The answer must be every line below that contains the string "outline".

● **The data**:
● ● ● ●
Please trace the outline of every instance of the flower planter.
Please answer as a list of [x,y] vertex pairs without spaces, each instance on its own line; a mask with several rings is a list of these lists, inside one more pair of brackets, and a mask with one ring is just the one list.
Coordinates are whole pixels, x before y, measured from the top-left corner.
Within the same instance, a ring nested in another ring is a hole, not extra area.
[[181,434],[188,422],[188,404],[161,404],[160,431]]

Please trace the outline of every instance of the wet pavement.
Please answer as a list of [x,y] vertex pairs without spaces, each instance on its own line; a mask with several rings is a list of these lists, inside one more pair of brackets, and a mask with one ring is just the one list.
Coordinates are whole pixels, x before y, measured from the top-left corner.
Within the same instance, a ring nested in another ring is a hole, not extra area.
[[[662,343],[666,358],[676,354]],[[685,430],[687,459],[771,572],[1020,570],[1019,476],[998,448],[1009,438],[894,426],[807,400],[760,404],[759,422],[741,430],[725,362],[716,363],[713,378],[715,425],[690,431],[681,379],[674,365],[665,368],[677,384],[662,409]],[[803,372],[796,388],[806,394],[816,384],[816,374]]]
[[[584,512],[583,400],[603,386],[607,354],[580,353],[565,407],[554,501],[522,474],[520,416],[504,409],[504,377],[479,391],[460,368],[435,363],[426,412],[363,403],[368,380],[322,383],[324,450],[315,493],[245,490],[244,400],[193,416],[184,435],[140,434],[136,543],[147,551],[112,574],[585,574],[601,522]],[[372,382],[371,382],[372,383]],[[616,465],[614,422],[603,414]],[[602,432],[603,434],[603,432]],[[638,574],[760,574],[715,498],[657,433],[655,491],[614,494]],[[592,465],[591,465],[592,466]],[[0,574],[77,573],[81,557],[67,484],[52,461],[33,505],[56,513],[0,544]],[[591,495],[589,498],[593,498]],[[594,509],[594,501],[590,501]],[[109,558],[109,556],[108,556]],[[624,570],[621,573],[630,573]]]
● ● ● ●
● **Response to this exercise**:
Please trace the outline of every instance of the flower planter.
Please trace the outline of every instance of the wet pavement.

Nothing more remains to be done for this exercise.